Could you repeat the lines from the one with "Mark the region of each instance of the toilet" up to and including the one with "POLYGON ((330 278, 329", switching "toilet" to "porcelain toilet" and leaving everything else unchanged?

● Provided information
-*-

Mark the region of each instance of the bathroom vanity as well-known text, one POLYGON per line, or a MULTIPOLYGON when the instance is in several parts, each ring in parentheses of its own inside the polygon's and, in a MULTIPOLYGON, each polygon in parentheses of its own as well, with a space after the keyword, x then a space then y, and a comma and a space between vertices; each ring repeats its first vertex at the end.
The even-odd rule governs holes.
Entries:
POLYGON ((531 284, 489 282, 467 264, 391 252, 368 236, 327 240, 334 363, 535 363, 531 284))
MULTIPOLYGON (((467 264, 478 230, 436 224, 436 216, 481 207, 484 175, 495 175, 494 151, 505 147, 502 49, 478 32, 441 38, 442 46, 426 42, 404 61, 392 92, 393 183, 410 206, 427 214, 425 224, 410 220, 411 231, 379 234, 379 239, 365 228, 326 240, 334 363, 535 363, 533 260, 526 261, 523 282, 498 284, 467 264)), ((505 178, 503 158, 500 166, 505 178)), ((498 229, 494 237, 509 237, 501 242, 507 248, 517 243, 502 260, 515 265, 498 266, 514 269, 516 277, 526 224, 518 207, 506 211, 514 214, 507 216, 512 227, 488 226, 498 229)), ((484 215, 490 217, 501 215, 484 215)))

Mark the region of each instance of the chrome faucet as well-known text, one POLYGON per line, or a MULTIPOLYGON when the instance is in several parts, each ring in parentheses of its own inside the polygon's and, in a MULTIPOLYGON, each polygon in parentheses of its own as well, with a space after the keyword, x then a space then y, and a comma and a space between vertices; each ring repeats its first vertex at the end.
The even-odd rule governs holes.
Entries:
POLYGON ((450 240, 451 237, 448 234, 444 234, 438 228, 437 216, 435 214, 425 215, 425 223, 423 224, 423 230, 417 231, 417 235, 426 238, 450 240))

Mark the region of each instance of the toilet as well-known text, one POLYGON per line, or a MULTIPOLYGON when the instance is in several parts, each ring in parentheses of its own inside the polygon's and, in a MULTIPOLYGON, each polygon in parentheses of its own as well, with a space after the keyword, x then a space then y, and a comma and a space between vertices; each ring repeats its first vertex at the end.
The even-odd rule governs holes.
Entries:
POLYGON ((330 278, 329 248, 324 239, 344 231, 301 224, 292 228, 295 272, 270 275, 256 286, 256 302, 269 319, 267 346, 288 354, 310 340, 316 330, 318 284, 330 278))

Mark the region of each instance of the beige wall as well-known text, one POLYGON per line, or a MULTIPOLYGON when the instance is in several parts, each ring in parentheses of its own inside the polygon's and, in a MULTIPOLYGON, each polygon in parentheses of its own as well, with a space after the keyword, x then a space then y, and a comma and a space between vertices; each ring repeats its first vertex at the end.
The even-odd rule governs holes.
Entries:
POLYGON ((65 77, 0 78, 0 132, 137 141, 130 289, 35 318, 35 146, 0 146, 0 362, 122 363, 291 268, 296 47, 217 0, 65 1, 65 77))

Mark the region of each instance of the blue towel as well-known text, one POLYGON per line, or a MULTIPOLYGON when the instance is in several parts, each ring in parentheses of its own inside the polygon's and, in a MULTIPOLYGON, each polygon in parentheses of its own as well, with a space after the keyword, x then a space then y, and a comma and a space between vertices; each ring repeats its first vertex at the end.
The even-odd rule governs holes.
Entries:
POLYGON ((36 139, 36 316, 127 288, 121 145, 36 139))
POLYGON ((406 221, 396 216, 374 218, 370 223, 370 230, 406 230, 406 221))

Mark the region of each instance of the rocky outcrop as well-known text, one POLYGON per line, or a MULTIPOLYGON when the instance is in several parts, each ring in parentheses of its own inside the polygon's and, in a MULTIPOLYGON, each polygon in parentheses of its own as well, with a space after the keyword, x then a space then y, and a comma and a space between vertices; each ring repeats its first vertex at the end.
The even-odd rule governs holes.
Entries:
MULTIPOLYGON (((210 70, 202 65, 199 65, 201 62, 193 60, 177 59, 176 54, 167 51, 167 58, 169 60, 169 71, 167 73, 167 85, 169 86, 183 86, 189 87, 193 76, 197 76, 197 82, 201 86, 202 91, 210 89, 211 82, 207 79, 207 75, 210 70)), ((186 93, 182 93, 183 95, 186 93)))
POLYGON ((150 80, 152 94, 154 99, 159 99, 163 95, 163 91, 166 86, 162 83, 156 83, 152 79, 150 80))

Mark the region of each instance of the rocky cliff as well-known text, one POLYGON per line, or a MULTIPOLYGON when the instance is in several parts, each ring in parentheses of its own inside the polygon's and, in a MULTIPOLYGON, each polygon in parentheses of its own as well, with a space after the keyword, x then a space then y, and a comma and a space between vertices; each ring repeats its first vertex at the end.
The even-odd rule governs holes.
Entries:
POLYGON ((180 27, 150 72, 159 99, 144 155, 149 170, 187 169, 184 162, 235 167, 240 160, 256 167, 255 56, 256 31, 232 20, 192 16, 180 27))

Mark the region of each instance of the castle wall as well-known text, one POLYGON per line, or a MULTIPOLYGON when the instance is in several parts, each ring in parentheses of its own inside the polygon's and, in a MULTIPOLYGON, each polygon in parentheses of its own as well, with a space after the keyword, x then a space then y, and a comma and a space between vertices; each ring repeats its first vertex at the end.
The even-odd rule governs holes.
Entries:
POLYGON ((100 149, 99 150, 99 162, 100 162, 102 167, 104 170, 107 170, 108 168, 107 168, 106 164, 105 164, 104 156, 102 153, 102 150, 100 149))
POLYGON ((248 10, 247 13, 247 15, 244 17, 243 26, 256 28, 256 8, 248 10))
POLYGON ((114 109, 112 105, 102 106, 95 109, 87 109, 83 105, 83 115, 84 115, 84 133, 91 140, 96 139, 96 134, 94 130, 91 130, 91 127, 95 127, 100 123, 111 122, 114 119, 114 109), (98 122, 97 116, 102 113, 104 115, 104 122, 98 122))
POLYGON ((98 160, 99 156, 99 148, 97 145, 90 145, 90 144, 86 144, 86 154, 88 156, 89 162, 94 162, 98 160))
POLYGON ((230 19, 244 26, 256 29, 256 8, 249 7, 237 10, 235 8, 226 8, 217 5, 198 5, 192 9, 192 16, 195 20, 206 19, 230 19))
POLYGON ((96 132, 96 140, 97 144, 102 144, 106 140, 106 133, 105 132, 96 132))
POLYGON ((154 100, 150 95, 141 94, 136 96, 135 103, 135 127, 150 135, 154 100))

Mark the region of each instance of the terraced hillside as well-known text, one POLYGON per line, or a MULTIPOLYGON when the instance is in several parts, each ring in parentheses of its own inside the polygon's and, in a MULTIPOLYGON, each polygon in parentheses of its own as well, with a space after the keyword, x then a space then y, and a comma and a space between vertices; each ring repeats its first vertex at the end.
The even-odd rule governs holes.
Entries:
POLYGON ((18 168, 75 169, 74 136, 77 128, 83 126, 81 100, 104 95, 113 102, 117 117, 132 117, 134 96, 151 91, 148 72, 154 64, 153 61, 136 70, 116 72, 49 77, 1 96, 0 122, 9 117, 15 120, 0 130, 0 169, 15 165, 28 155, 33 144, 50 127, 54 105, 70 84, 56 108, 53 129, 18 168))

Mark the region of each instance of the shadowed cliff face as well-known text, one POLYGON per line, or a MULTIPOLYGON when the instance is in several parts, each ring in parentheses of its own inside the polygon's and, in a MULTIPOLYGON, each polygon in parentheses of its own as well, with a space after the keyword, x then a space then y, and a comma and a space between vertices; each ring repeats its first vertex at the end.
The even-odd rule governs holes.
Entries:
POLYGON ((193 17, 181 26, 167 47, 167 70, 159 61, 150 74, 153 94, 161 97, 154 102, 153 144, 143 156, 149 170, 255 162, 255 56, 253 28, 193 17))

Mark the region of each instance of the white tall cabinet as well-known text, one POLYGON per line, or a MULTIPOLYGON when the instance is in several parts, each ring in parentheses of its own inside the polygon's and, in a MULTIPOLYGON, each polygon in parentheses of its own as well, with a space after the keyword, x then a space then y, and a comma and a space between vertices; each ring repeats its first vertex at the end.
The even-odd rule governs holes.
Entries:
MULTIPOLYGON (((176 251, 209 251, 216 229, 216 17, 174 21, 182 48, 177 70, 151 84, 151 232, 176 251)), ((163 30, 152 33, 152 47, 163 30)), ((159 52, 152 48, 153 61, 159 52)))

-*-

● Response for this exercise
Mark the region of each instance of the porcelain toilet as well-known text, one POLYGON per line, or a MULTIPOLYGON when the instance is in several parts, each ring in parentheses of its own inside the polygon's and, in a MULTIPOLYGON, each polygon in parentheses of its own as well, with a space after the keyword, x then a space then y, and a comma and a space between vertices; each ring repeats its first vertex at the end.
The even-odd rule governs holes.
Entries:
POLYGON ((330 278, 329 248, 324 239, 344 231, 301 224, 292 228, 295 272, 270 275, 256 286, 256 302, 269 319, 267 346, 288 354, 310 340, 316 330, 318 284, 330 278))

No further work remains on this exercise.